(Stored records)
======

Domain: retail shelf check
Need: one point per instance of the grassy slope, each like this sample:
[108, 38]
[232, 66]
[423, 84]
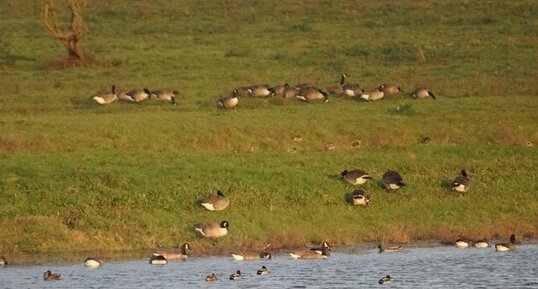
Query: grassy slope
[76, 176]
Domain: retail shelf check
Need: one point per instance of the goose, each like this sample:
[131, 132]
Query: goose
[355, 177]
[385, 280]
[375, 94]
[392, 180]
[242, 256]
[392, 249]
[503, 247]
[158, 259]
[138, 95]
[422, 93]
[236, 275]
[182, 255]
[166, 95]
[359, 197]
[461, 183]
[216, 202]
[229, 101]
[263, 271]
[93, 262]
[312, 94]
[213, 229]
[106, 98]
[49, 276]
[211, 277]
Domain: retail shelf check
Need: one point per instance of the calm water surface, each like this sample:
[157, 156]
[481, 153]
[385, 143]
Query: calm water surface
[422, 267]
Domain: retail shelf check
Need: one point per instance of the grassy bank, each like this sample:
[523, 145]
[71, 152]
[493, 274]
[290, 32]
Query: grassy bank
[76, 176]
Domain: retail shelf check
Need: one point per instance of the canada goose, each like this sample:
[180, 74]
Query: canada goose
[503, 247]
[392, 180]
[216, 202]
[263, 271]
[213, 229]
[261, 91]
[236, 275]
[182, 255]
[106, 98]
[93, 262]
[392, 249]
[312, 94]
[359, 197]
[462, 243]
[49, 276]
[242, 256]
[461, 183]
[229, 101]
[422, 93]
[311, 254]
[138, 95]
[375, 94]
[166, 95]
[391, 89]
[158, 259]
[481, 244]
[355, 177]
[212, 277]
[385, 280]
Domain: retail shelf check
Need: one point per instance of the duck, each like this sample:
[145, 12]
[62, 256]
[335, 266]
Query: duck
[359, 198]
[211, 277]
[229, 101]
[391, 249]
[503, 247]
[385, 280]
[182, 255]
[355, 177]
[49, 276]
[93, 262]
[166, 95]
[158, 259]
[422, 93]
[236, 275]
[263, 271]
[392, 180]
[242, 256]
[461, 183]
[216, 202]
[106, 98]
[213, 229]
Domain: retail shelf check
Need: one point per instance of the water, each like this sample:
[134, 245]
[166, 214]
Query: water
[423, 267]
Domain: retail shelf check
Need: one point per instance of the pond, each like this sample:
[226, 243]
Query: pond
[351, 267]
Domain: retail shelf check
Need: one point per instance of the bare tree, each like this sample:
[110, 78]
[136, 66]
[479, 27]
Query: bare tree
[69, 37]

======

__Task__.
Among the lines above, list those that contain the word "Need".

__Exercise response__.
Need: one point per instance of the grassy slope, each like this sample:
Need: one point per instance of the goose, each like this sample:
Need: one point per instance of the calm water surface, each like this sample:
Need: one point per instance of the grassy bank, each like this sample:
Need: one point per instance of the canada goose, each like this sample:
Need: one point per instance of the duck, each like this sample:
Need: one point per instance of the water, each like this sample:
Need: one point per instance of the pond, each like this sample:
Need: one point per instance of the bare tree, each like this sample:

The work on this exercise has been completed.